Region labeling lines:
##############################

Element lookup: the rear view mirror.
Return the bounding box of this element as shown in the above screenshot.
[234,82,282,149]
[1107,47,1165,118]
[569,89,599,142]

##############################

Retype these lines exactly as they appear.

Element lookup: the rear view mirror.
Return the bounding box of this element as shown in the above screenshot.
[234,82,282,149]
[1107,47,1165,118]
[569,89,599,142]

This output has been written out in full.